Set exercise> In the passage on perseverance and surrender, when does perseverance become an act of love?

[START Text section]

The decision to leave the operating theatre to a younger generation, not out of bitterness but out of reverence for life, embodies precisely this kind of surrender.
A role is lost, a new honesty is gained.
The Sisyphus in that illustration, sitting under his rock, stands exactly on this threshold.
He sees the disproportion between his wounded body and the mass of stone, between the eternity of the task and the fragility of the breath.
Sitting down becomes a prophetic gesture, one day this blind kind of motion will end, because the person of the new century refuses to live as a mere instrument of punishment.
On the other side, true perseverance keeps its own grandeur.
Often the person who endures a long hardship does so with a motive greater than personal pride, out of a conviction that their life is bound up with the lives of others.
The parent who wakes at a sick child’s bed, the teacher who holds a class together even when conditions disappoint, the doctor who walks into the operating room after a sleepless night, all of them embody the holiness of ganbatte.
Perseverance becomes an act of love when its horizon stretches beyond the self.

[END Text section]
[START Data provided]

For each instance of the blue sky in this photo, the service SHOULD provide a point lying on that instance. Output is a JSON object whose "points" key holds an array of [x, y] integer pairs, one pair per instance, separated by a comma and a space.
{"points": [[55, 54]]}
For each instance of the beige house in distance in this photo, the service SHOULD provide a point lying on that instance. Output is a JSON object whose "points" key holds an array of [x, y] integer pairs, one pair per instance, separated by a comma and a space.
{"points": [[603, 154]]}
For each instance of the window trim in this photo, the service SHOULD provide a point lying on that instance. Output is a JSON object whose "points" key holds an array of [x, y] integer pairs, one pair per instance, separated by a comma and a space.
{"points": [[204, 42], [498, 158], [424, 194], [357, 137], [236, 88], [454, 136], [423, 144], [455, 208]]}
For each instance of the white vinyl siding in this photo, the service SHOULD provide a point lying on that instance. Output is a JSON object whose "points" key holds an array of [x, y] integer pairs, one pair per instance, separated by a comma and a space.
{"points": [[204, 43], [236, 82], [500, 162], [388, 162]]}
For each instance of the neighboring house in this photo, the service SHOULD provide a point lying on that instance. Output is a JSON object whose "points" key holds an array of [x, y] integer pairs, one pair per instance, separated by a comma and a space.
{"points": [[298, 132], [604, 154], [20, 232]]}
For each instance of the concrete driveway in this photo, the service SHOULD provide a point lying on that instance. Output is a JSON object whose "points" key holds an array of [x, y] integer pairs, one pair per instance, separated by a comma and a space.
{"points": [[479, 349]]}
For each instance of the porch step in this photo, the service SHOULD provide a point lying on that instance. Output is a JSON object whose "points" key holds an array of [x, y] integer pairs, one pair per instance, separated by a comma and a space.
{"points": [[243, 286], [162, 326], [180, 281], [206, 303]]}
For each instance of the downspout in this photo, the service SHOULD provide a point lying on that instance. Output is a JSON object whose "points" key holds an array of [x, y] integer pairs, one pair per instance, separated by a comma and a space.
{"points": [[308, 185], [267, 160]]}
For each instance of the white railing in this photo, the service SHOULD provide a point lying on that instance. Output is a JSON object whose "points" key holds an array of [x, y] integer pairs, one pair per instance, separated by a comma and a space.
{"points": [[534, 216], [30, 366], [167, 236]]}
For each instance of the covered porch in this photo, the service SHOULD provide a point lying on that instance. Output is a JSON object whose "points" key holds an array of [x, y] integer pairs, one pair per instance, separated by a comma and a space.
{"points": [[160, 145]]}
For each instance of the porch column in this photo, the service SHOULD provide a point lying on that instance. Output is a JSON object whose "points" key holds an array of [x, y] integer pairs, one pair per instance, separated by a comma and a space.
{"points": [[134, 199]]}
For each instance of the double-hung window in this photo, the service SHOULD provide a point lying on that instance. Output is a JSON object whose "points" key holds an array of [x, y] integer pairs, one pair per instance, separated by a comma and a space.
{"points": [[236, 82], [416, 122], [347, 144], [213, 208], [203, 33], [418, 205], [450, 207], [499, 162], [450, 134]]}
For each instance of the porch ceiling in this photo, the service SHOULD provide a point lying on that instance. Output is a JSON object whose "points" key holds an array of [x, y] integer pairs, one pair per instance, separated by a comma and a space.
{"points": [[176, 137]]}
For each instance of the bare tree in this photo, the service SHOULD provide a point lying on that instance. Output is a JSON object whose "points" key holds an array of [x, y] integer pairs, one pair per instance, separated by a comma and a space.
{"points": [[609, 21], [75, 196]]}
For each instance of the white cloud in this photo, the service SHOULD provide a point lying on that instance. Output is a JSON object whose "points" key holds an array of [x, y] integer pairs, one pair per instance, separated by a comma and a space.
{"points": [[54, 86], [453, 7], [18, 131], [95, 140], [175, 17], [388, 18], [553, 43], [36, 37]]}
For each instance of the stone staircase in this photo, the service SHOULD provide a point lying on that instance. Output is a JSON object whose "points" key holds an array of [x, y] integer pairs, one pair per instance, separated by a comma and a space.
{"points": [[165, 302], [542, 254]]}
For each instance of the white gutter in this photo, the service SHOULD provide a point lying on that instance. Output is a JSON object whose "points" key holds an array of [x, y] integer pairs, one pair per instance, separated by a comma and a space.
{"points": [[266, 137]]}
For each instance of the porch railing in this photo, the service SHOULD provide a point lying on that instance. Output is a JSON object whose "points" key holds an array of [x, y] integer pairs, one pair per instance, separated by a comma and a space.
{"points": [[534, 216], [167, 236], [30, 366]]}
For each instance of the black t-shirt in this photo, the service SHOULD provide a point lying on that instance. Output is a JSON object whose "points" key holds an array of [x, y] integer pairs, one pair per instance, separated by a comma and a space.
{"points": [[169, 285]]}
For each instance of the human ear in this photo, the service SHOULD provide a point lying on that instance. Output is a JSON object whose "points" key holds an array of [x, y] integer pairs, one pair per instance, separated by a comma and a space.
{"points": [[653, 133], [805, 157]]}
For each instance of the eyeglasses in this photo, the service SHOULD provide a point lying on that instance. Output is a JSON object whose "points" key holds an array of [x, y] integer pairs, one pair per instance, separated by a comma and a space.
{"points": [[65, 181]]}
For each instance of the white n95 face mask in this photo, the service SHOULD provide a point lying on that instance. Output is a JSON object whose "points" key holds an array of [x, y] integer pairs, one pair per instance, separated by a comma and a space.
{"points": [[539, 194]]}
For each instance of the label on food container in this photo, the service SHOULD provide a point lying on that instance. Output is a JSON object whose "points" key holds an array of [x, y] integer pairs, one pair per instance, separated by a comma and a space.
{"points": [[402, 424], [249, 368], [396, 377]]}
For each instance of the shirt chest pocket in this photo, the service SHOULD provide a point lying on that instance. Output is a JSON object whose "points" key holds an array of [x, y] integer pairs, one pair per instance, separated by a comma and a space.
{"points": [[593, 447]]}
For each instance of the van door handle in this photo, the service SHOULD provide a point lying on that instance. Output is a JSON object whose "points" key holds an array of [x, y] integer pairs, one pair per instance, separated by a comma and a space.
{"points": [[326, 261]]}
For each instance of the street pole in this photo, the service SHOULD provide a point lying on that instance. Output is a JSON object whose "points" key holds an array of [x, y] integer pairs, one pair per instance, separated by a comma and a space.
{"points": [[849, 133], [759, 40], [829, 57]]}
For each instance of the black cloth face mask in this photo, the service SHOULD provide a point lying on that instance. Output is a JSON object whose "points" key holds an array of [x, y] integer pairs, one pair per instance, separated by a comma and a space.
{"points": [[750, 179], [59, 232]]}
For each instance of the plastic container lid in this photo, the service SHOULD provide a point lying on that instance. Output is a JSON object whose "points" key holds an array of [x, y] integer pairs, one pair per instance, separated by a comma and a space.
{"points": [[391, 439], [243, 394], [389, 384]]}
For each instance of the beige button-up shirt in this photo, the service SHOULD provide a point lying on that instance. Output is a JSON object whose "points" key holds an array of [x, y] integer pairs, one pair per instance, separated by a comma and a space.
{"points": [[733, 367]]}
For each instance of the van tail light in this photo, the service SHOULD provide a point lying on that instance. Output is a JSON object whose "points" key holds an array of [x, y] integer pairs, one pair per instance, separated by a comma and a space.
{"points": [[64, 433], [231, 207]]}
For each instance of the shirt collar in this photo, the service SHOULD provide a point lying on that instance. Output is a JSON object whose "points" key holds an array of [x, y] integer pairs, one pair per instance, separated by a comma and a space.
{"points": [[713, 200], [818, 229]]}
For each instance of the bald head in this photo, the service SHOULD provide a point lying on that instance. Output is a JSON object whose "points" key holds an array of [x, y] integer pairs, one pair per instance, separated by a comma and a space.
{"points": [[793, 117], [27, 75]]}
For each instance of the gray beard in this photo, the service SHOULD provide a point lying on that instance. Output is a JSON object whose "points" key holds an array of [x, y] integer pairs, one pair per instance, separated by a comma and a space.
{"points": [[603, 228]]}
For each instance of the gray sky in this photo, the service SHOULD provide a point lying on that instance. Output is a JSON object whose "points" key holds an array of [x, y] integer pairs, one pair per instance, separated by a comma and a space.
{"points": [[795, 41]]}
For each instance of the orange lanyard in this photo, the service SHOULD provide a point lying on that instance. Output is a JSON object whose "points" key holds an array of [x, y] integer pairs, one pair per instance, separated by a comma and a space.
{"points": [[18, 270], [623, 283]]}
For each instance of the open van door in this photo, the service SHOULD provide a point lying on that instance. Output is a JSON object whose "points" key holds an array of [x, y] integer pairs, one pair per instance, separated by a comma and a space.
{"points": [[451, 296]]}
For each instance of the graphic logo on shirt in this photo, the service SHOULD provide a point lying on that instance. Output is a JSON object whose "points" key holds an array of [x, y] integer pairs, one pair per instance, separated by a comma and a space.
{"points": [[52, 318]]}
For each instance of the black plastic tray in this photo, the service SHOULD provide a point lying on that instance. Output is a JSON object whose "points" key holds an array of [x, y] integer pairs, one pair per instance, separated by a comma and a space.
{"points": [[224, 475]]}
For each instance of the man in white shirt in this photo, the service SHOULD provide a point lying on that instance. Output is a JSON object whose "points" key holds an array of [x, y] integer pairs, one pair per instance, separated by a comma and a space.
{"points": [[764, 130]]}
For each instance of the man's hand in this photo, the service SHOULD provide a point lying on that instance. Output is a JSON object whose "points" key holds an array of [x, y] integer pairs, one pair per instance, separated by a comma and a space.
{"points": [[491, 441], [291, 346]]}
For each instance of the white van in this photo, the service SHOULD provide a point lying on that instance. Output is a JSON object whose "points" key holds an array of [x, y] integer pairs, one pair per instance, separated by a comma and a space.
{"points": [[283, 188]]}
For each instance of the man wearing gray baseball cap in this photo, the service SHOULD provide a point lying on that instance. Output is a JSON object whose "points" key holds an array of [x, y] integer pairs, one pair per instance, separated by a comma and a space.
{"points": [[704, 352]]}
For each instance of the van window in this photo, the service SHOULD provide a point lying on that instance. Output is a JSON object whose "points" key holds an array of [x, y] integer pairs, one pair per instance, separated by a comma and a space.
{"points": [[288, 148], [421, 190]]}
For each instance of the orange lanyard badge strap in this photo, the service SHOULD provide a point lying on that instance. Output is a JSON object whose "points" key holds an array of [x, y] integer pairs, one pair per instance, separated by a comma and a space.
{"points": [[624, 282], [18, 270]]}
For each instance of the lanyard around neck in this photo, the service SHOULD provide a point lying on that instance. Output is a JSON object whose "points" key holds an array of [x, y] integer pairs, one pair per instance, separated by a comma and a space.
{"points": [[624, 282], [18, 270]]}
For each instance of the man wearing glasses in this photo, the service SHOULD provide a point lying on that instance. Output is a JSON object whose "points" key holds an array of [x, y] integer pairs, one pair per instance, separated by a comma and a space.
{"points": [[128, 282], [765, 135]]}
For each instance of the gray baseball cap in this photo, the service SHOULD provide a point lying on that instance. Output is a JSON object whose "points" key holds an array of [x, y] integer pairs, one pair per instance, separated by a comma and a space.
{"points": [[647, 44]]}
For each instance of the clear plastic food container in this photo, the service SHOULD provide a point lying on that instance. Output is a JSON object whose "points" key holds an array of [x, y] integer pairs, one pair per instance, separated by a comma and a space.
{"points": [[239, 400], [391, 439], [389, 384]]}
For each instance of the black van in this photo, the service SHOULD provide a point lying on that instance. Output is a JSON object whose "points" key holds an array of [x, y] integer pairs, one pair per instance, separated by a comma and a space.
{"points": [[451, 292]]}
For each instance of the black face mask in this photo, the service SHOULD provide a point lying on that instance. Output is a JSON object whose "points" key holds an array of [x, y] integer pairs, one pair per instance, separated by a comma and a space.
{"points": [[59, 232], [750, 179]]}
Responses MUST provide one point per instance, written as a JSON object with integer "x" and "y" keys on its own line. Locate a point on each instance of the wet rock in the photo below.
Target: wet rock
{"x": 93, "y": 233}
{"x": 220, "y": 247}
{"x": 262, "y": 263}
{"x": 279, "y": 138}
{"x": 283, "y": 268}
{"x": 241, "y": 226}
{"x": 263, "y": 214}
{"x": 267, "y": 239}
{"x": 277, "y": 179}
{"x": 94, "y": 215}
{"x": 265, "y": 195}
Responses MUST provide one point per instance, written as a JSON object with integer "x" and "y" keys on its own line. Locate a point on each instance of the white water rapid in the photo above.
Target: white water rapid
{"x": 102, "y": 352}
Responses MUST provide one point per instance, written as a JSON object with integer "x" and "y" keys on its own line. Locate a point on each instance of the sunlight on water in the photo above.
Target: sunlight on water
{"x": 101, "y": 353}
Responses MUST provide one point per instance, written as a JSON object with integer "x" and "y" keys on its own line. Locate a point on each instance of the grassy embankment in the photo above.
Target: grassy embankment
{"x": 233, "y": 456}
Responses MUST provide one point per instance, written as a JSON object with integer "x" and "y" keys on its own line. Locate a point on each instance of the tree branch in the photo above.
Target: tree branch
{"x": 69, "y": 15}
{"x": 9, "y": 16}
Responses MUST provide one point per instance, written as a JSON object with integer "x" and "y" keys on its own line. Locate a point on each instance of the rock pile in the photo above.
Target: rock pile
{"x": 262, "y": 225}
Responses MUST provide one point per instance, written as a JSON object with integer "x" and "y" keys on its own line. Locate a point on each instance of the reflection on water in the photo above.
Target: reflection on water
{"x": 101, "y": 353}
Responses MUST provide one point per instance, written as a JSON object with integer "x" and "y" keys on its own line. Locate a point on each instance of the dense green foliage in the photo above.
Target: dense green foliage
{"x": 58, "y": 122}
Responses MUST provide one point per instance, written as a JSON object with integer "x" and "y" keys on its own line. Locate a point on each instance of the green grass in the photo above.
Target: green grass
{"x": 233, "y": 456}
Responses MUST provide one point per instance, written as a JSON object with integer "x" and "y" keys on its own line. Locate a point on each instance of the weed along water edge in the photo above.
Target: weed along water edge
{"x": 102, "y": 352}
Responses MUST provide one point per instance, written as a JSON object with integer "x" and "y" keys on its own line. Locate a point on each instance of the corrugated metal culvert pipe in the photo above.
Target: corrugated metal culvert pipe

[END Data provided]

Task answer> When its horizon stretches beyond the self.